• Problem details:
Pick out each line in the entries below that contains the string "tree", and copy those lines. Case matters, so treat uppercase and lowercase letters as different.
* Begin Data excerpts *
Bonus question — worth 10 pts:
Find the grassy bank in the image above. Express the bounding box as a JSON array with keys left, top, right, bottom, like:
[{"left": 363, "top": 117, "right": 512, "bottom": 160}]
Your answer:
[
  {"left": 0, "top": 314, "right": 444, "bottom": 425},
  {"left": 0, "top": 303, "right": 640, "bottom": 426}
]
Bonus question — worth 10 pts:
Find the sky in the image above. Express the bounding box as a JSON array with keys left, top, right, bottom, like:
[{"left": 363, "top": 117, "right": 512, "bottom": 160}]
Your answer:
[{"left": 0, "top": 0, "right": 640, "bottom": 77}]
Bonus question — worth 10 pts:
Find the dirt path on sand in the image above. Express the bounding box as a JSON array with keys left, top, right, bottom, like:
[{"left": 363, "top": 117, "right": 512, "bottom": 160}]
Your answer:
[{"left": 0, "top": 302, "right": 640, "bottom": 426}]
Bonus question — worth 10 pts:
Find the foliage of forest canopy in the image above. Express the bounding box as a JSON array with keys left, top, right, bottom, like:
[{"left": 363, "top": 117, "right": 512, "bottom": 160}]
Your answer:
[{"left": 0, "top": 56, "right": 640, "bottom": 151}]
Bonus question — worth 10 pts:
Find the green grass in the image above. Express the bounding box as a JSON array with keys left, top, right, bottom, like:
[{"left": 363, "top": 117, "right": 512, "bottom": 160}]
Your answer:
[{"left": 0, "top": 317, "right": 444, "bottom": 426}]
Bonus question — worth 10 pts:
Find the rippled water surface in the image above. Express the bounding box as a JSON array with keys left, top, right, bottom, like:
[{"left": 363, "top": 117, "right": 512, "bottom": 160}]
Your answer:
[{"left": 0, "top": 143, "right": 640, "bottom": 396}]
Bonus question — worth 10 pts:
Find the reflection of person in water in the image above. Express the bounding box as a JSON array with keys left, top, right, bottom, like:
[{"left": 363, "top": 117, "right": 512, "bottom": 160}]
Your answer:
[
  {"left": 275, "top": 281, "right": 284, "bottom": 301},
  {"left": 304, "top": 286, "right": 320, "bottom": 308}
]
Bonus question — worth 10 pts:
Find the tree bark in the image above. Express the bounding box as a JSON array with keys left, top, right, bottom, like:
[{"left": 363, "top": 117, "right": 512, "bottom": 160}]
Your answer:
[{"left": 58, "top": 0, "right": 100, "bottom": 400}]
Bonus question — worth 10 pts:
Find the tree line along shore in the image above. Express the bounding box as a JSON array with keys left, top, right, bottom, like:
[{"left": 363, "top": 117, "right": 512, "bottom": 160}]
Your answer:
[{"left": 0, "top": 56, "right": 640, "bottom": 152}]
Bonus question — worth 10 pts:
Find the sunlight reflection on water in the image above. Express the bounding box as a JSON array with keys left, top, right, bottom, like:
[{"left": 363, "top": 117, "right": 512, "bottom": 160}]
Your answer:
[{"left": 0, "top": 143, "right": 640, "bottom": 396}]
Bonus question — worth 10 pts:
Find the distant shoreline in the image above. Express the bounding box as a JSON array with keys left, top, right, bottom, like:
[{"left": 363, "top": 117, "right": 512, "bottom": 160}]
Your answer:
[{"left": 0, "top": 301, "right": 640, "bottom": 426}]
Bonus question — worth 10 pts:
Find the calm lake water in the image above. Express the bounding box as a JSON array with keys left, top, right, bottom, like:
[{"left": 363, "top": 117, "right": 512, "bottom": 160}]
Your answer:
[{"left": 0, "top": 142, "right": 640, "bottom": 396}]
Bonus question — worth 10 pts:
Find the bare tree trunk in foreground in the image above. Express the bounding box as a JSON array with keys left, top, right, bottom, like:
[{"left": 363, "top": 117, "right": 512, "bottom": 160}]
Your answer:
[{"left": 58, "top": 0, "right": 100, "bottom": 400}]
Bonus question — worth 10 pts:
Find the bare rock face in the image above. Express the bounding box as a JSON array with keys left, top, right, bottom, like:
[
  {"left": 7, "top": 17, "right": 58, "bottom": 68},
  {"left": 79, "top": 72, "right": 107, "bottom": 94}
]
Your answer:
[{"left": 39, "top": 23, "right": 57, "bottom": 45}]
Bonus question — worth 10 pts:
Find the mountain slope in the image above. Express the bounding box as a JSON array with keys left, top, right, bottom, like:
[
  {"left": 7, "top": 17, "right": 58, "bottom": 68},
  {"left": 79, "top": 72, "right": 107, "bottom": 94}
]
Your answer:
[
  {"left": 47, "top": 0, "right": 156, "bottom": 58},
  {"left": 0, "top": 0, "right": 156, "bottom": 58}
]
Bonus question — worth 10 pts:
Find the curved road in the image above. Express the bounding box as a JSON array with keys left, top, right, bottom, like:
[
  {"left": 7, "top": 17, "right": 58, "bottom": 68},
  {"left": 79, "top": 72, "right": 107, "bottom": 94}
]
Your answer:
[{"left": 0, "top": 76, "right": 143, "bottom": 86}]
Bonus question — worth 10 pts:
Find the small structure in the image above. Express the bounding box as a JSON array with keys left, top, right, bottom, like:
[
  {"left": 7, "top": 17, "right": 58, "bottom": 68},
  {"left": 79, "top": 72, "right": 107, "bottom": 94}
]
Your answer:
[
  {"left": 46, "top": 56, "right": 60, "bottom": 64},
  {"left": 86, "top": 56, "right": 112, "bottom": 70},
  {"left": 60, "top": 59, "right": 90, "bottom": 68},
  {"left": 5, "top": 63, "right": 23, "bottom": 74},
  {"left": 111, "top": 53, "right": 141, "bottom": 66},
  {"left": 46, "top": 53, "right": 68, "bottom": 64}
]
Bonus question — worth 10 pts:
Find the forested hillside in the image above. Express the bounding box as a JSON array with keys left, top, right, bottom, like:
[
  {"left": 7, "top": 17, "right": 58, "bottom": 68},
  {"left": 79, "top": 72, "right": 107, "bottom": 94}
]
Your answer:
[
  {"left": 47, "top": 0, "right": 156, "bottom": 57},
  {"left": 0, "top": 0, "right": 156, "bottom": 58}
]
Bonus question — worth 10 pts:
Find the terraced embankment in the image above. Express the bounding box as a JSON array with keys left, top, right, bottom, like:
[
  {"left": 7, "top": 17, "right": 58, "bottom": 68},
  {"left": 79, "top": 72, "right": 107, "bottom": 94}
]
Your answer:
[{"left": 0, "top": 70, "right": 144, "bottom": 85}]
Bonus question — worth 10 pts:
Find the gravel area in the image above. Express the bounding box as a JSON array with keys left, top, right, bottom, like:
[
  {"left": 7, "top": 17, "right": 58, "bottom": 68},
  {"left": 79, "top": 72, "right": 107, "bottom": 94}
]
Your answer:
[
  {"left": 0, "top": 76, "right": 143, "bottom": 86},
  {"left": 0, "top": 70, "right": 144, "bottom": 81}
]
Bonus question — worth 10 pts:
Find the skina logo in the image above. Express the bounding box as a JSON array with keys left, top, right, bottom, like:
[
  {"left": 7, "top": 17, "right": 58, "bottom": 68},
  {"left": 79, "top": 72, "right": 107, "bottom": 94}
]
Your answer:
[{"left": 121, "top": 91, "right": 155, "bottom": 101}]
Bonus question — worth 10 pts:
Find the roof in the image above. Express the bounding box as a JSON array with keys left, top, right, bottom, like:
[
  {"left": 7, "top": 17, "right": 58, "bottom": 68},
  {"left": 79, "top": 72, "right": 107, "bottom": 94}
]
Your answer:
* End Data excerpts *
• Full answer:
Find the tree bark in the image above. Express the bounding box as a JSON array with keys left, top, right, bottom, like:
Find the tree line along shore in the image above. Express the bounding box as a JSON array with keys left, top, right, bottom, like:
Find the bare tree trunk in foreground in the image above. Express the bounding box as a JSON array with keys left, top, right, bottom, like:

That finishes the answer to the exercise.